SHORT TASK: Please rewrite the rows as a numbered list, starting at the line that contains "the dog collar" and ending at the line that contains "pixel 219 231", with both of those lines included and any blank lines dropped.

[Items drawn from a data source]
Start
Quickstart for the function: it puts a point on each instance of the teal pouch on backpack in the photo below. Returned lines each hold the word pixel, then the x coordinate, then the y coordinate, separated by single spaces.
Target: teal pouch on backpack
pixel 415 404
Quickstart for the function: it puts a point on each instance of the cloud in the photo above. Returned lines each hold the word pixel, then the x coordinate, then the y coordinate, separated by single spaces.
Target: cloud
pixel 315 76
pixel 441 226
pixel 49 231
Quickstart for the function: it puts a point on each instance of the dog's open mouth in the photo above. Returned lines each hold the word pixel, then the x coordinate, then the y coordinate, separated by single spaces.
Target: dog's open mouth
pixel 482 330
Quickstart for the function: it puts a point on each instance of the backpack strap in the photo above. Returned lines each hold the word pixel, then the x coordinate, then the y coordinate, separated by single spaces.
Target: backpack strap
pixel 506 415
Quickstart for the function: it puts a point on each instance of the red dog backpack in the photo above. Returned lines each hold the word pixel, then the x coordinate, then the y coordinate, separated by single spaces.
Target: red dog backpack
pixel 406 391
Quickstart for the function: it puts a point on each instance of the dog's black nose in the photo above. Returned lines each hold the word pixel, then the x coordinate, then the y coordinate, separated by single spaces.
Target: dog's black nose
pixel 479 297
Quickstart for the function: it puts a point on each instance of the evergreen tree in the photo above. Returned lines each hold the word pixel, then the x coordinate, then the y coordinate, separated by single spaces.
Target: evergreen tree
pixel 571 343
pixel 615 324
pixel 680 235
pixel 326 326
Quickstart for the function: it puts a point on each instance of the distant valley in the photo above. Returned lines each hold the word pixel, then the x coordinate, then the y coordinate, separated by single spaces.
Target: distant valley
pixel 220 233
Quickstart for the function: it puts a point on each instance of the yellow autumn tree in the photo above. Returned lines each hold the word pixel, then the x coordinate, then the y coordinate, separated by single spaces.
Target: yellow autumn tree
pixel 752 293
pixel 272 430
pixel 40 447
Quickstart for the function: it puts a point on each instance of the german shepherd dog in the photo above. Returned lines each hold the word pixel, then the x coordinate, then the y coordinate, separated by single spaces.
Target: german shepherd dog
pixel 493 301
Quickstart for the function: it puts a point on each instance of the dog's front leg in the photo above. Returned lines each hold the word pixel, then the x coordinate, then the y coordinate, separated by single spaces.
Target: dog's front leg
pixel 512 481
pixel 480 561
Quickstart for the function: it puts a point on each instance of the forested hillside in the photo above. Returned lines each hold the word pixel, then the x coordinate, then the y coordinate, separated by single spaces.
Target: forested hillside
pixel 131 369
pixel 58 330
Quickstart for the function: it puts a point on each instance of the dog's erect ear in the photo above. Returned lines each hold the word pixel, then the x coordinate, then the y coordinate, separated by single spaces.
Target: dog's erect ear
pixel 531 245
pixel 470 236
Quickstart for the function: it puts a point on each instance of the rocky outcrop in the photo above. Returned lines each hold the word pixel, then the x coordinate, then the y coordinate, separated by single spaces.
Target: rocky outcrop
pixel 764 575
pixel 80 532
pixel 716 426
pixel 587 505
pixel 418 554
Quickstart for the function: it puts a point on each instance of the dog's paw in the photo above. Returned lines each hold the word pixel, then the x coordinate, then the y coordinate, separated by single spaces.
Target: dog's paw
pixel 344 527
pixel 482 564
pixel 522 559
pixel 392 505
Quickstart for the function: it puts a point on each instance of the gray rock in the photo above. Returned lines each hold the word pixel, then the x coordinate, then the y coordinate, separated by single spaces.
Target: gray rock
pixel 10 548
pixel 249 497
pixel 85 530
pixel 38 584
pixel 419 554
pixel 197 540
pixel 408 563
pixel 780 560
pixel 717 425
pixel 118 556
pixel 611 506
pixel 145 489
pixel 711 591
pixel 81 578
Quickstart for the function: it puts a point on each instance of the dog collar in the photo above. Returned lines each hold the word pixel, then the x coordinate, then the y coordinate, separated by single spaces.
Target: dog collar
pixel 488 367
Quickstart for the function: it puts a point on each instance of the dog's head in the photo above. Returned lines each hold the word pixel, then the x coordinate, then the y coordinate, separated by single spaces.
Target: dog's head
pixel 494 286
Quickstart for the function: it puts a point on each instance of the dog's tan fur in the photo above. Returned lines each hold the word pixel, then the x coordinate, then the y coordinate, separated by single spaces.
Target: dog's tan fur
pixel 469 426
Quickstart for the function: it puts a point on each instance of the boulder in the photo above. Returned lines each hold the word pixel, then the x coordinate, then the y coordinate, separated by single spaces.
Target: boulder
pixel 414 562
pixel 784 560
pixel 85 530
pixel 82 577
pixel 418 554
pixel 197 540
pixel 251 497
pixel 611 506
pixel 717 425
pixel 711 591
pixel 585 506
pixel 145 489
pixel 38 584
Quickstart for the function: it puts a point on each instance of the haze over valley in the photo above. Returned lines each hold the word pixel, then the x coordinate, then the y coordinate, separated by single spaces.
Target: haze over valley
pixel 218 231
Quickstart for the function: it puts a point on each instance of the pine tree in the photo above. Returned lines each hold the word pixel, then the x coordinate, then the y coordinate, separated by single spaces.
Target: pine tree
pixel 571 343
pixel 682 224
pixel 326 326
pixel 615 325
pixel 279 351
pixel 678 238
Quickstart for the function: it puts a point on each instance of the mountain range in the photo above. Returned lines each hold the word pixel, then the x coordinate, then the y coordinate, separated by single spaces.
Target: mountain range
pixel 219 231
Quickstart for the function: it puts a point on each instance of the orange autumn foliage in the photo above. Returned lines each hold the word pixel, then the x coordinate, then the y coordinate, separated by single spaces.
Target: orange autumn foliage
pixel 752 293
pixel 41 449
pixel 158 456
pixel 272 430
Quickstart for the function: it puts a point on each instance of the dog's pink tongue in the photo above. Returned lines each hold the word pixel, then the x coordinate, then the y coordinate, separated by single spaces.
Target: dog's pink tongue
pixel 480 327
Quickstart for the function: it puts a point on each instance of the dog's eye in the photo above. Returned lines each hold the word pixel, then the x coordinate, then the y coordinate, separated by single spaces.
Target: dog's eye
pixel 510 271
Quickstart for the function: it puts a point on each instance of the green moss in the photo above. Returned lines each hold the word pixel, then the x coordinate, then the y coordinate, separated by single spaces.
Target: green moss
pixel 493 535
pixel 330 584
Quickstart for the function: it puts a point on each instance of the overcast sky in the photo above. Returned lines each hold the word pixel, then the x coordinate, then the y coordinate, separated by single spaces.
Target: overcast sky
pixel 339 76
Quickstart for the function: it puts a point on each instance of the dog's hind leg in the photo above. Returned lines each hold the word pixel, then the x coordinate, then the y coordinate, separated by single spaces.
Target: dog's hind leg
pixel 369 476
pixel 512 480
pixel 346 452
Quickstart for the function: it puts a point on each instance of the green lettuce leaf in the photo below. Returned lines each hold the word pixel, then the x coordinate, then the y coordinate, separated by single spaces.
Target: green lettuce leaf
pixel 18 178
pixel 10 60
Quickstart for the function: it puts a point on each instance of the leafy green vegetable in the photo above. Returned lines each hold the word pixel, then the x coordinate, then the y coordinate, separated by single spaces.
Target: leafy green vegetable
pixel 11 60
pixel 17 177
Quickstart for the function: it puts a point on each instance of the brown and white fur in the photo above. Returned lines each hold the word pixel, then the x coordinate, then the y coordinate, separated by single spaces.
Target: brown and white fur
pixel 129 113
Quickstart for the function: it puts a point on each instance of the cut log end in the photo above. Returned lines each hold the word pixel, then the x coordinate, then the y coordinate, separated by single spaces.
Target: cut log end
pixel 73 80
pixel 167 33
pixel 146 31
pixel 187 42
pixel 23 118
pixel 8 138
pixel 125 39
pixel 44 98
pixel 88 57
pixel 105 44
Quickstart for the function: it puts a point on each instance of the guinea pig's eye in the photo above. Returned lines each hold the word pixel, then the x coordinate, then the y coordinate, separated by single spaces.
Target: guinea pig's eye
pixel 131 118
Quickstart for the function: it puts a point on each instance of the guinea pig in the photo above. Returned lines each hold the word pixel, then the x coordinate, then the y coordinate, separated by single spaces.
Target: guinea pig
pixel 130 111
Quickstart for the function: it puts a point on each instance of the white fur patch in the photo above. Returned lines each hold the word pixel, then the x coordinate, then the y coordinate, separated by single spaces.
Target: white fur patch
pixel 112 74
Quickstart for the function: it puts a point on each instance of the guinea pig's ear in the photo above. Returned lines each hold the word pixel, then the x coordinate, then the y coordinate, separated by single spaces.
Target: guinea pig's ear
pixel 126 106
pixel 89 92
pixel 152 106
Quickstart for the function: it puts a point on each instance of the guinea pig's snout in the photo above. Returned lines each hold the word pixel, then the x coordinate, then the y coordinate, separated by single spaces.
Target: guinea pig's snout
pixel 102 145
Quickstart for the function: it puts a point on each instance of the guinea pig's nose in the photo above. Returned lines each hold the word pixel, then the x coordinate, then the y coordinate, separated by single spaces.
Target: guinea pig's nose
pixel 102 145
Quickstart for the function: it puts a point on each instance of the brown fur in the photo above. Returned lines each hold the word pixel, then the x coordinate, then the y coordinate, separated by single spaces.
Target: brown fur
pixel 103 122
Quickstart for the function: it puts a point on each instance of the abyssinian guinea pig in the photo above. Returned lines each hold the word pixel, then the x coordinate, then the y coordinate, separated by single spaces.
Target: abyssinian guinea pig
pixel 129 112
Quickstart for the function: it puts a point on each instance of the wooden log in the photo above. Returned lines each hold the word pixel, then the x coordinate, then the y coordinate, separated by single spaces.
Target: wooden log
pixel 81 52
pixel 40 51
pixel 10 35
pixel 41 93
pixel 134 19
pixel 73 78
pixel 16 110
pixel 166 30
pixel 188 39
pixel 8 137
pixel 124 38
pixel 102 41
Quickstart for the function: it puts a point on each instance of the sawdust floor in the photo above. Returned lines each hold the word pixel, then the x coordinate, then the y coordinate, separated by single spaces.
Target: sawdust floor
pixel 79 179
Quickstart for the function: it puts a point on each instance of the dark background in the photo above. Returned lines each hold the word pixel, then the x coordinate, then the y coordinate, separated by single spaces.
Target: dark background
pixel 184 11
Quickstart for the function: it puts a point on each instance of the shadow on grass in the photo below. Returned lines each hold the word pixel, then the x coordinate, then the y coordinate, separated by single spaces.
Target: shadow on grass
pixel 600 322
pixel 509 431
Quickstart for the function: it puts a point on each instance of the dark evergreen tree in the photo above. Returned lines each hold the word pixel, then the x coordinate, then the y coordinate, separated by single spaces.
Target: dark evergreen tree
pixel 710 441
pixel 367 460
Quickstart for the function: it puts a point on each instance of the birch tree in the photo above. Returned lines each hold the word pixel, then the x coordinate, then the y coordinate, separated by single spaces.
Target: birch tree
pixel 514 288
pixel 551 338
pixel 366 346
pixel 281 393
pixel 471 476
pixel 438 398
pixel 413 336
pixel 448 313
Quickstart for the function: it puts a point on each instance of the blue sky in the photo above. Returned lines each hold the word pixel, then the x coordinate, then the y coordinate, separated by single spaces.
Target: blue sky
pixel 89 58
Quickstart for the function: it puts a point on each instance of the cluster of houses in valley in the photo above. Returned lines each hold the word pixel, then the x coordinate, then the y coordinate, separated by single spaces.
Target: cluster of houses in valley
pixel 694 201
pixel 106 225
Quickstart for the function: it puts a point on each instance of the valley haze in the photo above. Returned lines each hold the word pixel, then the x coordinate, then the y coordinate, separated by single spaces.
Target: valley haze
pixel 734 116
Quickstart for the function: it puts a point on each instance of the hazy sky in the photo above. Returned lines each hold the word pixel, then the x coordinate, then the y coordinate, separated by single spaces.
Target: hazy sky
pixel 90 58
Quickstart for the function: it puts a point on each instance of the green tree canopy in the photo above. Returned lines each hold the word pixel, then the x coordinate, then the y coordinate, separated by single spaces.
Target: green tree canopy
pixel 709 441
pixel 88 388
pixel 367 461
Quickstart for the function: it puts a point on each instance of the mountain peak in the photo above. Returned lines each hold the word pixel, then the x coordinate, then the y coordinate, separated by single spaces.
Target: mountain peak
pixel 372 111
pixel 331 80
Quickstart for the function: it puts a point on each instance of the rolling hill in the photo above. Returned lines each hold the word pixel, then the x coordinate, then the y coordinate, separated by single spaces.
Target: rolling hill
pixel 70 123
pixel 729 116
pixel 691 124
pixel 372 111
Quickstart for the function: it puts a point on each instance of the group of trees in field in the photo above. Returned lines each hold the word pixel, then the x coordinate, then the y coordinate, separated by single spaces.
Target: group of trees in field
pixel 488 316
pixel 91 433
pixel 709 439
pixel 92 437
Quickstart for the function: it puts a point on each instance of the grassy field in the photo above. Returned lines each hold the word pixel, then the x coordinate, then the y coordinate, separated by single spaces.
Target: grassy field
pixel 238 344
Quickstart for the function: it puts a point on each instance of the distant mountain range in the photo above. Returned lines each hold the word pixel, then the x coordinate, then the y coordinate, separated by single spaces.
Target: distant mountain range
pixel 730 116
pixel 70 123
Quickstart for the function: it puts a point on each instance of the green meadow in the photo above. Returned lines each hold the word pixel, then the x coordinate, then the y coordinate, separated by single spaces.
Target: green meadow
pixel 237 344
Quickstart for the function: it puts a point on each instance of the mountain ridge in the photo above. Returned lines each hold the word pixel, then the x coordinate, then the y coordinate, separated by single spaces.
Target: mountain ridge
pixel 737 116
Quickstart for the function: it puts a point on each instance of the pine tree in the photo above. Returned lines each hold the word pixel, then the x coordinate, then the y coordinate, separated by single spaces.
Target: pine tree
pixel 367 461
End
FINAL RESULT:
1. Quickstart for the function: it puts a point on each instance of the dog collar in the photo above. Returned lines each hold the word pixel, then the x coordinate, then the y coordinate, separated by single spaces.
2. Target: dog collar
3. pixel 488 367
4. Quickstart for the function: it puts a point on each instance of the dog's head in the photo above. Returned lines each hold the word pixel, then the x coordinate, then the y coordinate, separated by single spaces.
5. Target: dog's head
6. pixel 494 286
7. Quickstart for the function: it puts a point on each instance of the dog's tan fur in the photo above. Returned lines each hold the word pixel, then the x coordinate, then the y coordinate, separated by single spaces.
8. Target: dog's tan fur
9. pixel 469 426
10. Quickstart for the function: it puts a point on each instance of the boulder in the photo above. Returned lines each hold the word pixel, then the x coordinate, then the y coordinate, separated by single spaces.
11. Target: boulder
12. pixel 414 562
13. pixel 784 560
14. pixel 85 530
15. pixel 82 577
16. pixel 418 554
17. pixel 197 540
18. pixel 251 497
19. pixel 611 506
20. pixel 717 425
21. pixel 711 591
22. pixel 585 506
23. pixel 145 489
24. pixel 38 584
25. Quickstart for the function: it puts a point on each instance of the haze over valley in the photo above. Returned lines each hold the word pixel, then the x coordinate, then the y coordinate, separated by single spaces.
26. Target: haze over valley
27. pixel 218 231
28. Quickstart for the function: it puts a point on each instance of the pine tree in the photo above. Returned lines each hold the word pixel, then the x coordinate, then the y coordinate, separated by single spaces.
29. Target: pine tree
30. pixel 571 343
31. pixel 682 224
32. pixel 326 326
33. pixel 615 325
34. pixel 279 351
35. pixel 678 238
36. Quickstart for the function: it puts a point on each instance of the mountain range in the photo above. Returned lines each hold the word pixel, then the x coordinate, then the y coordinate, separated by single spaces.
37. Target: mountain range
38. pixel 219 231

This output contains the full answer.